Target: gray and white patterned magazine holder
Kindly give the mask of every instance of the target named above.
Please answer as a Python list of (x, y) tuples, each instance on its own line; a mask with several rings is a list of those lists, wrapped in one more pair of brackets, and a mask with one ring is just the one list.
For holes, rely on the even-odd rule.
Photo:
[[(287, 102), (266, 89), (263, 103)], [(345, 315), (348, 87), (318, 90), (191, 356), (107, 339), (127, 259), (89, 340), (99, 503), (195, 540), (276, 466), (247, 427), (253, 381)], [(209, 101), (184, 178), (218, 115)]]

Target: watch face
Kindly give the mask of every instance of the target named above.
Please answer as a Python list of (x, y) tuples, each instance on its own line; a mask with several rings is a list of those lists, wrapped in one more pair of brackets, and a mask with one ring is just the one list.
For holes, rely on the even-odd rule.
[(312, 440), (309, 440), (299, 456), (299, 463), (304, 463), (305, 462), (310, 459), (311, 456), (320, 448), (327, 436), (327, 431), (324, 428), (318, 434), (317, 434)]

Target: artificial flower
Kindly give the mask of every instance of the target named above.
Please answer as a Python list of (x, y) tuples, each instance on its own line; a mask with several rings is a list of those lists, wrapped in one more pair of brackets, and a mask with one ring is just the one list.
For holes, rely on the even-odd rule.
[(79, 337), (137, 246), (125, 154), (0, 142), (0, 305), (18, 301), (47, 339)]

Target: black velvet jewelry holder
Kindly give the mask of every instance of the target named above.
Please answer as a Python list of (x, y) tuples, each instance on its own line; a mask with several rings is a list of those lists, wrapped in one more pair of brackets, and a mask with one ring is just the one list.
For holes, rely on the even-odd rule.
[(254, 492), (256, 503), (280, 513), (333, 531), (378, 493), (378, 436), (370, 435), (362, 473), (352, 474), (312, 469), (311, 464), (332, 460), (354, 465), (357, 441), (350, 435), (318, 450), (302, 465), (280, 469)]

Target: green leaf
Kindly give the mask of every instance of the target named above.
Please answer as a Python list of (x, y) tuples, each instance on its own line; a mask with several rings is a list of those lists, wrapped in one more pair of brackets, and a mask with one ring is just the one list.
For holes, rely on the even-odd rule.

--- --- ---

(待完成任务): 把上面全部条目中的各行改写成编号列表，空行一律省去。

(完整答案):
1. Target: gray and white patterned magazine holder
2. Kindly give the mask of every instance of the target named above.
3. Please answer as a Python list of (x, y) tuples, each instance on its own line; a mask with several rings is a list of those lists, wrapped in one more pair of brackets, and a mask with one ring is just the one list.
4. For holes, rely on the even-odd rule.
5. Photo:
6. [[(287, 102), (266, 89), (263, 103)], [(345, 315), (348, 87), (318, 90), (191, 356), (107, 339), (127, 259), (89, 340), (99, 503), (195, 540), (276, 466), (247, 427), (253, 381)], [(209, 101), (184, 178), (218, 115)]]
7. Target: watch face
8. Kindly give the mask of every instance of the target named above.
9. Please answer as a Python list of (x, y) tuples, each instance on its own line; a mask with several rings is a list of those lists, wrapped in one more pair of brackets, and a mask with one ring is just the one list.
10. For holes, rely on the even-odd rule.
11. [(312, 440), (309, 440), (299, 456), (299, 463), (304, 463), (305, 462), (310, 459), (311, 456), (320, 448), (327, 436), (327, 431), (324, 428), (318, 434), (317, 434)]
12. Target: artificial flower
13. Kindly give the mask of every instance of the target named above.
14. Please answer as a Python list of (x, y) tuples, each instance on its own line; a mask with several rings is a list of those lists, wrapped in one more pair of brackets, and a mask with one ring is just the one list.
15. For holes, rely on the even-odd rule.
16. [(79, 337), (137, 246), (125, 154), (0, 142), (0, 305), (18, 301), (47, 339)]
17. Target: black velvet jewelry holder
18. Kindly give the mask of every instance of the target named above.
19. Please answer as a Python list of (x, y) tuples, each instance on its own line; a mask with several rings is a list of those lists, wrapped in one more pair of brackets, and a mask with one ring is just the one list.
20. For holes, rely on the even-odd rule.
21. [(254, 492), (256, 503), (280, 513), (333, 531), (378, 493), (378, 436), (370, 435), (362, 473), (352, 474), (312, 469), (311, 464), (332, 460), (354, 465), (357, 441), (350, 435), (318, 450), (302, 465), (280, 469)]
22. Target: green leaf
23. Kindly give the mask of every instance of the target named above.
24. Please answer as a Python list of (x, y) tuples, each instance on its own line; a mask with several rings is a list of those lists, wrapped in one more pair of brackets, and a mask with one ring is just the one list.
25. For holes, rely on the even-odd rule.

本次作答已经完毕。